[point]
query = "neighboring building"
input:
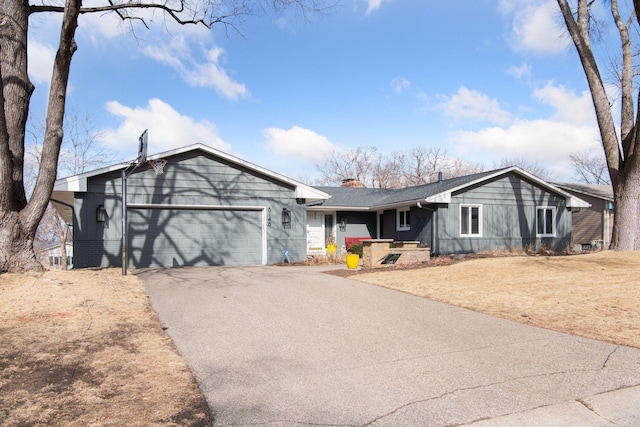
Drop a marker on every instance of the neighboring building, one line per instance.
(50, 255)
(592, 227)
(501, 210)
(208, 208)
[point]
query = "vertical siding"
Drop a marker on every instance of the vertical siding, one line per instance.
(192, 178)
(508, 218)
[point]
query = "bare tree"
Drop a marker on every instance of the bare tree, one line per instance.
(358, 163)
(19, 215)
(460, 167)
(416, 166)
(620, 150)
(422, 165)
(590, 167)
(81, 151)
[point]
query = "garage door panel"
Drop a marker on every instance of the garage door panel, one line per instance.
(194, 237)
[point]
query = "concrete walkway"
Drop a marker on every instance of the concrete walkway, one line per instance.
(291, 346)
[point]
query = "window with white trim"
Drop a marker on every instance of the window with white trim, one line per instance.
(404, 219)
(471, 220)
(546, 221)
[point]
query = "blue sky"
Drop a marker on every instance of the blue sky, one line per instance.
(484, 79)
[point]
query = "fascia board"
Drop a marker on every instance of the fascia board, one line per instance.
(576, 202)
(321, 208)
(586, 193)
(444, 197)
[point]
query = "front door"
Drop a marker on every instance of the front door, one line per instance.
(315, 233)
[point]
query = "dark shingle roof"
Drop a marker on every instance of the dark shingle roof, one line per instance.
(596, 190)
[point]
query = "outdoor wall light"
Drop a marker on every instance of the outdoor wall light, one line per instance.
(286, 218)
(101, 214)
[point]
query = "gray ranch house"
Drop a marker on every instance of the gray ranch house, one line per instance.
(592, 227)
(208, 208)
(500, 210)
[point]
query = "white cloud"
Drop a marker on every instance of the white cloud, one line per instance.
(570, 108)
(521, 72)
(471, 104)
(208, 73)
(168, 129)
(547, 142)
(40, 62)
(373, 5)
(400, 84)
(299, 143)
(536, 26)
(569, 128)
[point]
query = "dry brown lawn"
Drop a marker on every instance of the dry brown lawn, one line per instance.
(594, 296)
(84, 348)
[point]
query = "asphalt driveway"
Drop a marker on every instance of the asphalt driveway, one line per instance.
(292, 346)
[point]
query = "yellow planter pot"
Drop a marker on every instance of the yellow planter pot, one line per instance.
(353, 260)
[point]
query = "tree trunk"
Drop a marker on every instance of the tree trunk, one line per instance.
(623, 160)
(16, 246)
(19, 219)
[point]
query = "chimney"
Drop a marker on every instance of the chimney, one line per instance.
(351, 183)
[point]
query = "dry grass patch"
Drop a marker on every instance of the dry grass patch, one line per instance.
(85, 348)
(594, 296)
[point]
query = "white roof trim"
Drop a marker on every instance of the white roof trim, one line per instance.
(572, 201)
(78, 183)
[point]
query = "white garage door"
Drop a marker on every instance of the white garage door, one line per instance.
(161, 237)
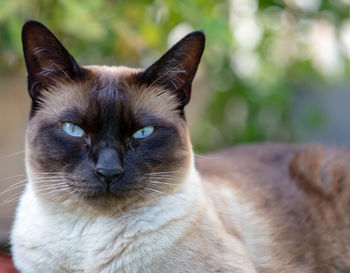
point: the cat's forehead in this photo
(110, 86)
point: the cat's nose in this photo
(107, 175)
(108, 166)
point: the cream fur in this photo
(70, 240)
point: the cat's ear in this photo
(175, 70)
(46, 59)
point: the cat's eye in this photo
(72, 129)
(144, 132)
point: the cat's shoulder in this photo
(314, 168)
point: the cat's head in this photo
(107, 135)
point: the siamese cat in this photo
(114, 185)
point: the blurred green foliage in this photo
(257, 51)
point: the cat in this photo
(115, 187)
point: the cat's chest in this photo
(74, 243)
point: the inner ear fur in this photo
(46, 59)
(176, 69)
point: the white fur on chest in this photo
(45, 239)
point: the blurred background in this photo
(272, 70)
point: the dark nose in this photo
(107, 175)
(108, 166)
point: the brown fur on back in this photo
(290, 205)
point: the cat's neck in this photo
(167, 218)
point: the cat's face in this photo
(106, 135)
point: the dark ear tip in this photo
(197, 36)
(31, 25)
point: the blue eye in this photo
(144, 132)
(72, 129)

* * *

### Task brief:
Your copy should repeat each entry above exactly but contain no pictures.

### Answer area:
[point]
query = "neighboring building"
input:
Drop a marker on every instance of the neighboring building, one line per instance.
(50, 255)
(592, 227)
(501, 210)
(208, 208)
[point]
query = "vertical siding"
Drop a marker on every instance of the vertical siding, one line per instance.
(192, 178)
(508, 218)
[point]
query = "bare tree"
Drop a marker on every instance of the bare tree, one line per instance.
(358, 163)
(19, 215)
(460, 167)
(416, 166)
(620, 150)
(422, 165)
(590, 167)
(81, 151)
[point]
query = "garage door panel"
Drop a marker on every instance of the garage door panel, one line per instance.
(194, 237)
[point]
query = "concrete walkway"
Drop a marker on every instance of the concrete walkway, one line per instance.
(291, 346)
[point]
query = "window with white trim"
Drop a marker on every instance of the window with white trim, one line per instance.
(404, 219)
(471, 220)
(546, 221)
[point]
query = "blue sky"
Drop a marker on every instance of the blue sky, one line per instance.
(484, 79)
[point]
query = "fascia board"
Drop a marker on every instance of the fascia board, one line per instance.
(576, 202)
(321, 208)
(586, 193)
(444, 197)
[point]
query = "front door"
Drop a marker on every instance of the front door, one line per instance.
(315, 233)
[point]
query = "dark shingle roof"
Drop a marker on every instance of the dark shingle roof, one line per instance.
(596, 190)
[point]
query = "outdoor wall light"
Drop a marker on every instance of the outdoor wall light, one line per instance.
(286, 218)
(101, 214)
[point]
query = "gray ranch house"
Drop a marker on every instance of the gray ranch house, one line per instance.
(592, 227)
(208, 208)
(500, 210)
[point]
query = "white cloud"
Drop a marker on every instance of the white cloud, one line per instance.
(570, 108)
(521, 72)
(471, 104)
(208, 73)
(168, 129)
(547, 142)
(40, 62)
(373, 5)
(400, 84)
(299, 143)
(536, 26)
(569, 128)
[point]
query = "dry brown lawn"
Drop a marker on every instance of the dry brown lawn, one line per instance.
(594, 296)
(84, 348)
[point]
query = "asphalt driveway"
Drop a marker on every instance of the asphalt driveway, one line per instance.
(292, 346)
[point]
query = "yellow planter pot"
Drop a marker on every instance of the yellow planter pot, one line per instance.
(353, 260)
[point]
query = "tree trunk"
Drop a marker on every instance of the tree trunk, one line per instance.
(623, 160)
(16, 246)
(19, 219)
[point]
query = "chimney"
Drop a marker on every instance of the chimney, one line per instance.
(351, 183)
[point]
query = "dry grass patch"
Drop a marker on every instance of the dry grass patch, one line per instance.
(85, 348)
(594, 296)
[point]
query = "white roof trim"
Drop a marker on every instance of the white roof trim, one line per instance.
(572, 201)
(78, 183)
[point]
query = "white garage door"
Drop a marker on every instance of the white garage door, one line per instance.
(161, 237)
point: the cat's forehead in this photo
(110, 86)
point: the cat's nose in this photo
(107, 175)
(108, 166)
point: the cream fur in this photo
(70, 240)
point: the cat's ear in this photo
(175, 70)
(46, 59)
point: the cat's eye in this photo
(72, 129)
(144, 132)
point: the cat's shoulder in this photo
(314, 168)
point: the cat's head in this photo
(107, 135)
point: the siamese cat in this photo
(114, 185)
point: the blurred green foliage in this photo
(257, 51)
point: the cat in this photo
(115, 187)
point: the cat's chest in this photo
(74, 243)
point: the inner ear fur in this photo
(46, 59)
(176, 69)
point: the white fur on chest in this photo
(45, 239)
point: the blurred background in this photo
(272, 70)
point: the dark nose in this photo
(107, 175)
(108, 166)
point: the brown fur on back in this photo
(290, 205)
point: the cat's neck in this photo
(167, 218)
point: the cat's face in this photo
(106, 135)
point: the dark ear tip in this photo
(197, 36)
(31, 25)
point: the blue eye in this photo
(144, 132)
(72, 129)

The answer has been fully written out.